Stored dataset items

────────────────────

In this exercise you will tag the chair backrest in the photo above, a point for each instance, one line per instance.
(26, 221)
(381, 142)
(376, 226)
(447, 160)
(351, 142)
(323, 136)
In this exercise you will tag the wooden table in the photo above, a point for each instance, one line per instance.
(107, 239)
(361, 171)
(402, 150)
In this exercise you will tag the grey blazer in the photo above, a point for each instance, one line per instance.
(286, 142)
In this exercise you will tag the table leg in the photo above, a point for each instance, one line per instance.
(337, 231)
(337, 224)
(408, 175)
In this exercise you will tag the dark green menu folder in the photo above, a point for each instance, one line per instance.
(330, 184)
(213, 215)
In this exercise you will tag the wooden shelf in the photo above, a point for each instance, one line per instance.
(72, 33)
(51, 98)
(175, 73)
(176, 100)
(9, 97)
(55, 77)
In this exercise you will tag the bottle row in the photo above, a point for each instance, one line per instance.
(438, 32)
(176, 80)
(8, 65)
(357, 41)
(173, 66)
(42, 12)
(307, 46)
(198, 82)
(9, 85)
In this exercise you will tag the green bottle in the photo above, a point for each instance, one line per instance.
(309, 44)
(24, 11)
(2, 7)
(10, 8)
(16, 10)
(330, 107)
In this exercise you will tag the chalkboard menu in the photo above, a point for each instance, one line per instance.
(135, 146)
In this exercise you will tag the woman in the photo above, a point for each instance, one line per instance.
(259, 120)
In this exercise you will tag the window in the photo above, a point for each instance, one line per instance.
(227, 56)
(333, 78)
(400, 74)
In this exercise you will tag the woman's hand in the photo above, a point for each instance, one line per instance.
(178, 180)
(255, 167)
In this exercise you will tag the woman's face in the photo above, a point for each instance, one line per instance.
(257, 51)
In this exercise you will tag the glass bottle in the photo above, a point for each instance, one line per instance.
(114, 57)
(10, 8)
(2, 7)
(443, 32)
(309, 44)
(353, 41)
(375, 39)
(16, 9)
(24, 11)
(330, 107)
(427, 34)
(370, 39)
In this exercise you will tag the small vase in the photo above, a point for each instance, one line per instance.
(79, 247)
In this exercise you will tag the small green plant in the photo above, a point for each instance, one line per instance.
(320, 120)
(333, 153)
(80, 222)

────────────────────

● **YOUR INSTRUCTIONS**:
Word for word, reproduce every record shown above.

● **ANSWER SPACE**:
In this exercise you will tag the chair backrest in the photo above, a point for each instance, one line per instance.
(26, 221)
(381, 142)
(376, 226)
(447, 160)
(351, 142)
(323, 136)
In this exercise you will tag the wooden table in the photo above, a point for each instance, one line per instance.
(107, 239)
(361, 171)
(402, 150)
In this exercise you will tag the grey blazer in the photo above, a point for each instance, one line per instance.
(286, 142)
In this exercise you will tag the table leg in the photo above, a point for each instance, one line per instance.
(337, 231)
(337, 224)
(408, 175)
In this exercise you will tag the dark green menu folder in the photo above, a point for each instance, one line per instance.
(330, 184)
(213, 215)
In this exercise you will tag the wooden shelf in the photo above, a point for each instance, one line per instance.
(72, 33)
(51, 98)
(175, 73)
(176, 100)
(9, 97)
(55, 77)
In this exercise you will tag the bottle row in the photo above, a point for each instance, one line per instance.
(438, 32)
(176, 80)
(8, 65)
(357, 41)
(173, 66)
(42, 12)
(307, 46)
(198, 82)
(9, 85)
In this exercise you will tag the green bottle in the photo above, a point for each instance, one line per instance.
(309, 44)
(24, 11)
(2, 7)
(10, 8)
(16, 10)
(330, 107)
In this exercise you will tag the chalkboard menu in the photo above, a point for each instance, one line per instance.
(135, 146)
In this exercise you will tag the woman in the photo above, a point for each instance, one line per instance.
(259, 120)
In this exercise you will tag the window in the photo above, a point for each instance, one line per instance.
(227, 56)
(333, 78)
(400, 74)
In this exercise you will tag the woman's hand in the photo above, a point for each instance, one line per instance.
(178, 180)
(255, 167)
In this exercise you will tag the woman's face in the photo above, a point for each instance, one line per instance.
(257, 51)
In this exercise you will tag the glass bottle in the photo above, a point for each instance, one line per instance.
(114, 57)
(10, 8)
(2, 7)
(443, 32)
(309, 44)
(353, 41)
(375, 39)
(16, 9)
(24, 11)
(330, 107)
(427, 34)
(370, 39)
In this exercise you will tag the small vase in the photo above, a point for each instance, one line per instance.
(79, 247)
In this exercise you will tag the small green plant in the photo above, a point for each instance, one line per instance.
(320, 120)
(333, 153)
(80, 222)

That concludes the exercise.